— JOB A —
Tally the lines of the records that contain the string "evenodd", treating case as significant, and give only the number.

— TEXT SECTION —

----------

Posted by Digitalfragment on 24 April 2014 - 06:20 PM

I did the material/lighting shaders and post processing on this:
http://i.imgur.com/HPZmJ.jpg

Likewise on the previous screenshot; i worked on the custom character creation tech, cutscene system, environment shaders, and degradation effects.




#5149243 IBL Problem with consistency using GGX / Anisotropy

Posted by Digitalfragment on 24 April 2014 - 05:24 PM

Thanks for the comment on the code sample, i'm glad it was helpful.
 
1. The logLUV endcoding was due to Maya 2012 not wanting to load fp16 dds files, and it was faster to implement the encode/decode than to work out Maya. (If anyone out there knows how to get Maya to load floating point dds files correctly without destroying mips too, let me know!)
 
- The quality difference between the logLUV in an RGBA8 target and the unencoded float16 wasn't bad either, and the bandwidth improvement of using 32bbp vs 64bpp is quite dramatic when still needing to target the DX9 generation of consoles.
 
2. The VS/GS trick is fun. I'll break it down into small chunks:
 
In directx 11, you can render without supplying vertex data. Instead SV_VERTEXID is automatically supplied and equal to the index of the vertex being generated. So in C++ i simply bind the shaders and call Draw(3,0) to draw a fullscreen triangle. See this link for more info on system-generated semantics:
 
 
- The reason to use a triangle and not a quad is to avoid the redundant processing of the pixel quads that run along the edge shared by the 2 triangles in the quad.
 
The GS pass is then taking this triangle and generating 6 triangles, and assigning them to output to individual textures in the texture array using SV_RENDERTARGETARRAYINDEX. This allows the C++ code to generate a single D3D11RenderTargetView for the cubemap per mip map, instead of creating an RTV for each individual face of each mip level. The GS cubemap trick was in one of the DirectX SDK samples, i can't remember which one though.

----------

— Recorded data —
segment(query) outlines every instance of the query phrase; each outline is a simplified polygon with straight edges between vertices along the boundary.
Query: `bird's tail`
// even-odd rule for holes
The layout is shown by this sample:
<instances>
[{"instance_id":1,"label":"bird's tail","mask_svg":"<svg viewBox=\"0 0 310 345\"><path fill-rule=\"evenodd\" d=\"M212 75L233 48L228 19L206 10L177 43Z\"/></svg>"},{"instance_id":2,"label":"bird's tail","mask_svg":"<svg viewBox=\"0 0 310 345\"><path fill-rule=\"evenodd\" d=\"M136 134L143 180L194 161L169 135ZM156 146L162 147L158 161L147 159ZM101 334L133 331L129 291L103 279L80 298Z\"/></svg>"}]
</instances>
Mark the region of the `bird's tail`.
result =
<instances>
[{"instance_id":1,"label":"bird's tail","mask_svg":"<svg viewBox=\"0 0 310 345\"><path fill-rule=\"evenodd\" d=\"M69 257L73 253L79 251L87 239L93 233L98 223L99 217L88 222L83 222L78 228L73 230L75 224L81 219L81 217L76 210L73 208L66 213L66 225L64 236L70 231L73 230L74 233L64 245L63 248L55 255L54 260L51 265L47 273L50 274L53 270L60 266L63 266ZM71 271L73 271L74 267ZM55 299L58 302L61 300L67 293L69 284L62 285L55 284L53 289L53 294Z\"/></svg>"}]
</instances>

----------

— JOB B —
According to the forum post, why is a fullscreen triangle drawn instead of a quad?

— FULL ANSWER A —
2

— FULL ANSWER B —
A quad is made of two triangles that share an edge, and the pixel quads along that shared edge would be processed redundantly. Drawing a single triangle avoids that duplicated work.